Viewpoints: Frightening Seniors; Regulating E-Cigarettes; Waiting For Black Lung Drugs
The New York Times: Fear Mongering With Medicare
The Obama administration's proposed cuts to Medicare Advantage plans — the private insurance plans that cover almost 30 percent of all Medicare beneficiaries — are fair and reasonable. As it happens, they are also mandated by law. Yet Republicans, sensing a campaign issue, are telling older and disabled Americans that the administration is "raiding Medicare Advantage to pay for Obamacare." The health insurance industry, for its part, is warning that enrollees will suffer higher premiums, lower benefits and fewer choices among doctors if the cuts go into force (3/1).
The New York Times: Arizona Did Us All A Favor
The Arizona bill [vetoed by Gov. Jan Brewer], in the eyes of some, was a religious version of the Stand Your Ground law, most recently associated with Florida but used in more than 20 states. ... A more apt comparison to Arizona is to the legal movement to expand the definition of corporations as people. Lawmakers in the Grand Canyon state would have allowed businesses to use religion as a shield against secular laws they don't like. The same principle is behind the Supreme Court challenge to the birth control requirements of the new health care law. In one case, religion is an excuse for refusing service. In another, it’s a reason to oppose a package of medically recognized health care benefits. In both cases, the "sincerely held" belief, once the province of an individual citizen, now belongs to a moneymaking entity (Timothy Egan, 3/1).
The New York Times: Regulating Electronic Cigarettes
European lawmakers last week adopted strong tobacco regulations that will increase government oversight of electronic cigarettes. The rules should serve as a model for the Food and Drug Administration, which has said that it also intends to regulate the nicotine-delivery devices (3/1).
Los Angeles Times: Legal 'Standing': Obama's Executive Branch Escape Hatch
President Obama's proclaimed strategy to "bypass Congress" — most conspicuously his broad rewriting of the Affordable Care Act — has given unusual prominence to a fairly arcane legal doctrine: standing. Standing is what is preventing a potential blizzard of litigation against the president's unilateral decrees, and ironically, it's a doctrine liberal jurists have long decried (Eugene Kontorovich, 3/2).

**Record set**
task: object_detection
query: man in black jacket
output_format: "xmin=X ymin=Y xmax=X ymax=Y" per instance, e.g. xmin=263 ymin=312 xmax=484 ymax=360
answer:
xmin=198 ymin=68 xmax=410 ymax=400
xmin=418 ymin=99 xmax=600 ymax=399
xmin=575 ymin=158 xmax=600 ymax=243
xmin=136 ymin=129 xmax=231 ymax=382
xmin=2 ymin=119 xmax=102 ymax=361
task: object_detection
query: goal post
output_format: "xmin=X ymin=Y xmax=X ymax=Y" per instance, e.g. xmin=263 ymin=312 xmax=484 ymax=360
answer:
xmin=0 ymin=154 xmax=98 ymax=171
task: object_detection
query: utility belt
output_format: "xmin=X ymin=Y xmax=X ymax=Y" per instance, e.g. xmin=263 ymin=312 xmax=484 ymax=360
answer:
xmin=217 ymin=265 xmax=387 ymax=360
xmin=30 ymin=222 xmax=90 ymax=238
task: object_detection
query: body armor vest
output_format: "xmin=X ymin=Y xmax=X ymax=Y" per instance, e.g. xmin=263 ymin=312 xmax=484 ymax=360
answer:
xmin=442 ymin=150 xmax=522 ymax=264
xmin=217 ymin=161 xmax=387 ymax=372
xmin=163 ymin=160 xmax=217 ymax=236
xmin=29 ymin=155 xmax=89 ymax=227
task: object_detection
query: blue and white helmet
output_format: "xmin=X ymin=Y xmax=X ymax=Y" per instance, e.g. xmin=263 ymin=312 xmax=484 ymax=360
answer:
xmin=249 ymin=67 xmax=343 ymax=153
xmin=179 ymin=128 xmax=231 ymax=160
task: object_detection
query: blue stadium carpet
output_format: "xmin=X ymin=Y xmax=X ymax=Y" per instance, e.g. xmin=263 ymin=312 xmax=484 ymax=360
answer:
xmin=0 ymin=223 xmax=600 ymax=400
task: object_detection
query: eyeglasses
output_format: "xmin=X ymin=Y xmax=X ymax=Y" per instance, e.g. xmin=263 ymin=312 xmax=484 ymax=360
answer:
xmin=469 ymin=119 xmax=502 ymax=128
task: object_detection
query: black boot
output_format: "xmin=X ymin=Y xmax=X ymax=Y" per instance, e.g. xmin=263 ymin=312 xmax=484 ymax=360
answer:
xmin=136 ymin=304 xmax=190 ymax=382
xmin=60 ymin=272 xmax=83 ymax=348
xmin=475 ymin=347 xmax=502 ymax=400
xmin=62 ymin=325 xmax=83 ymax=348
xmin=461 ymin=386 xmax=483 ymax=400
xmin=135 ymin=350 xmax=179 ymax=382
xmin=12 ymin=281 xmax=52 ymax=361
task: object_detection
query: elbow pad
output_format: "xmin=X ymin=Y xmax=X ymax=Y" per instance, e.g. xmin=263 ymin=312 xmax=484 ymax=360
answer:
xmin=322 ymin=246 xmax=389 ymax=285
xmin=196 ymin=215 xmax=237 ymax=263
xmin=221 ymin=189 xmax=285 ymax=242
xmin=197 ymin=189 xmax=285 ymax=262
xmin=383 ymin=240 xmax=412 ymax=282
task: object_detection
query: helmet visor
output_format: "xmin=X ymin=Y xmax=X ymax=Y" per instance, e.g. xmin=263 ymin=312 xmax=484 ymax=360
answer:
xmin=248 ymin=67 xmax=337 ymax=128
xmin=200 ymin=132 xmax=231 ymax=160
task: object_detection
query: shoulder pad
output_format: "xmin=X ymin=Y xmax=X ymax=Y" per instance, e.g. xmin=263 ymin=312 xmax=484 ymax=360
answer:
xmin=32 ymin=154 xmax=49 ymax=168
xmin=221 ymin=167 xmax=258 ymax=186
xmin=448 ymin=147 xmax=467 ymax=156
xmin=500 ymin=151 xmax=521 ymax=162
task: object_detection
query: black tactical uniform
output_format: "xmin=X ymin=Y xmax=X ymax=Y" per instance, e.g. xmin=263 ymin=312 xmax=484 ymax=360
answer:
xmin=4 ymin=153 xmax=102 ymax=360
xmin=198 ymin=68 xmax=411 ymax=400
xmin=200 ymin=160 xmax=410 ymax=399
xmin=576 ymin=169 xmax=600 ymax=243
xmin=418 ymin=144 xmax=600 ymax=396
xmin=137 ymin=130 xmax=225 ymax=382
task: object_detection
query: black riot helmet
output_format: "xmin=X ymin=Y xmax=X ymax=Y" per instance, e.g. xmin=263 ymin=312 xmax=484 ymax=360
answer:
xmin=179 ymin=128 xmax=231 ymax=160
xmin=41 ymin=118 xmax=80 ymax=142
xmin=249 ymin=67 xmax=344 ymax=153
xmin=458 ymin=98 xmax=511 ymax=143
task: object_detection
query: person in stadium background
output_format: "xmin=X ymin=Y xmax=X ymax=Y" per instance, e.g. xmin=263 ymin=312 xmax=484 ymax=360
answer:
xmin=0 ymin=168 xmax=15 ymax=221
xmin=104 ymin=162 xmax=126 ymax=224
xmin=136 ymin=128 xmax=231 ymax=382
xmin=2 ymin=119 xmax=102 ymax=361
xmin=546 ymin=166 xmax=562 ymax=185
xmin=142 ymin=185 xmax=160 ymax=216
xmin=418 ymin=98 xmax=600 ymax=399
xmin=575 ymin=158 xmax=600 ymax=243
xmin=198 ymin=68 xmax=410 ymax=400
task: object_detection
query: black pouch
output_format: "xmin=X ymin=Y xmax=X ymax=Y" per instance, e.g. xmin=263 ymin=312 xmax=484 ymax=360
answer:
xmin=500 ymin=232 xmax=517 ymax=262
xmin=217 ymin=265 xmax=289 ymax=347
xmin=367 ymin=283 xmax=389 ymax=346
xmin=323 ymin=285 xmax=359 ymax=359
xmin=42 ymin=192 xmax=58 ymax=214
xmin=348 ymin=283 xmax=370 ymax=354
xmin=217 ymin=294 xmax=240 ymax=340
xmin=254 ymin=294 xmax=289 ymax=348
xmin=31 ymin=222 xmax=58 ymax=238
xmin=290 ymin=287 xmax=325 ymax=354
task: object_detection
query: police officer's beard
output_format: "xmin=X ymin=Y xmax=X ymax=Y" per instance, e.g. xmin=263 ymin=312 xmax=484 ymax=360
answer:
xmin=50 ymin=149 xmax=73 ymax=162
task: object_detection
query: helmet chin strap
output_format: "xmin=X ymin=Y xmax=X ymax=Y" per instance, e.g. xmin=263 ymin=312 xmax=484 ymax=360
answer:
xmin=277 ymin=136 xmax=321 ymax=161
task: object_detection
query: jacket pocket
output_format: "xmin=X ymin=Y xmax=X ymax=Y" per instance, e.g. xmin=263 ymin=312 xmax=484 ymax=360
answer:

**Requirement 1**
In the Viewpoints roundup, rewrite the passage between "The New York Times: Regulating" and "(Eugene Kontorovich, 3/2).", inclusive, putting "FDA" in place of "Food and Drug Administration".
**Requirement 2**
Give the title of each opinion piece excerpted in the Viewpoints roundup, leaving out the newspaper names.
**Requirement 3**
Answer these questions from the Viewpoints roundup:
(a) What share of all Medicare beneficiaries do Medicare Advantage plans cover?
(b) The Stand Your Ground law is used in more than how many states?
(c) What legal doctrine is preventing a potential blizzard of litigation against the president's unilateral decrees?

**Your response 1**
The New York Times: Regulating Electronic Cigarettes
European lawmakers last week adopted strong tobacco regulations that will increase government oversight of electronic cigarettes. The rules should serve as a model for the FDA, which has said that it also intends to regulate the nicotine-delivery devices (3/1).
Los Angeles Times: Legal 'Standing': Obama's Executive Branch Escape Hatch
President Obama's proclaimed strategy to "bypass Congress" — most conspicuously his broad rewriting of the Affordable Care Act — has given unusual prominence to a fairly arcane legal doctrine: standing. Standing is what is preventing a potential blizzard of litigation against the president's unilateral decrees, and ironically, it's a doctrine liberal jurists have long decried (Eugene Kontorovich, 3/2).

**Your response 2**
Fear Mongering With Medicare
Arizona Did Us All A Favor
Regulating Electronic Cigarettes
Legal 'Standing': Obama's Executive Branch Escape Hatch

**Your response 3**
(a) Almost 30 percent.
(b) More than 20 states.
(c) Standing.